Going to uni is a big deal. But, sometimes anxiety seems to get in the way. Here is what first year taught me about being a student with anxiety at uni.
Something that is very typical of people with anxiety disorder, myself included, is struggling with new situations that might present you with difficult emotions such as nervousness and simply the unknown. This is why it would be easy to get to uni, your parents leave you and then you just stay locked up in your bedroom. This will only make things worse. Being left alone with your thoughts can be extremely tormenting and can, and I speak from experience, make you feel so much worse. Make the most of having flatmates. If you feel confident enough to go downstairs and sit in the kitchen, it can act as a distraction. And if that seems unbearable, then take a walk, read a book on a bench outside your flat, go for a run listening to an upbeat song. Anything beats that feeling of staring at a wall thinking you are alone.
The very first thing I did when I moved into my student accommodation at the University of Winchester was I put photos on my pin board. Most rooms in any university come with boards so make the most of them! If you fill your room with pictures of your friends and family and even your pets then when you do have to be in your bedroom, such as when you’re writing an essay, you have something to remind you of what life is like when you aren’t anxious or unhappy. Of course, you are not going to feel your best when you are faced with new assignments and it is easy to forget what it’s like to NOT feel anxious. So reminders such as photos are the best way to calm you down and remind you that there is a light at the end of what feels like the never ending tunnel that is anxiety disorder.

(COMPLETE THE FOLLOWING)
a – In the text about anxiety at uni, what was the very first thing the writer did after moving into student accommodation at the University of Winchester?
b – Translate this sentence from the text about anxiety at uni into Spanish: "Make the most of having flatmates."
c – Please copy the text about anxiety at uni word for word, from "Going to uni" up to and including "anxiety at uni.".

[Excerpts from a dataset]
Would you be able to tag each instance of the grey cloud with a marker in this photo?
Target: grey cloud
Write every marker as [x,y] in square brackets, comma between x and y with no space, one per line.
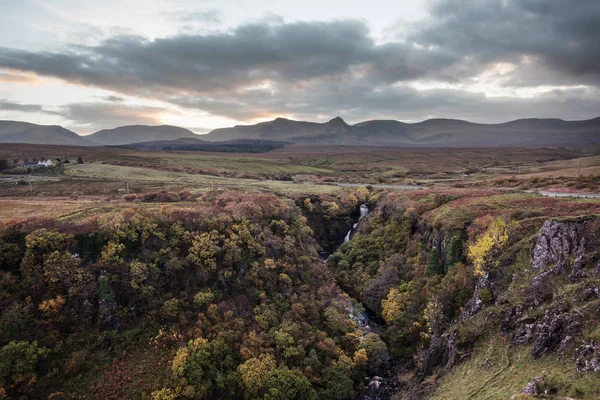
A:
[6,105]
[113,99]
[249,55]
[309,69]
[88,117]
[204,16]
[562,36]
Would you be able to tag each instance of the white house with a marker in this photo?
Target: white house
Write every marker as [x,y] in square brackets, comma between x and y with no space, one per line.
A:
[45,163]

==

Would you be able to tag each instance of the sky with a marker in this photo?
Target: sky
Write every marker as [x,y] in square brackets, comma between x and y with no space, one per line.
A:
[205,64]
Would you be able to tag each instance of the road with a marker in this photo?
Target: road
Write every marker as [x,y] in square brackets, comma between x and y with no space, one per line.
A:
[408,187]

(RESPONSES)
a – The writer put photos on the pin board.

b – Aprovecha al máximo tener compañeros de piso.

c –
Going to uni is a big deal. But, sometimes anxiety seems to get in the way. Here is what first year taught me about being a student with anxiety at uni.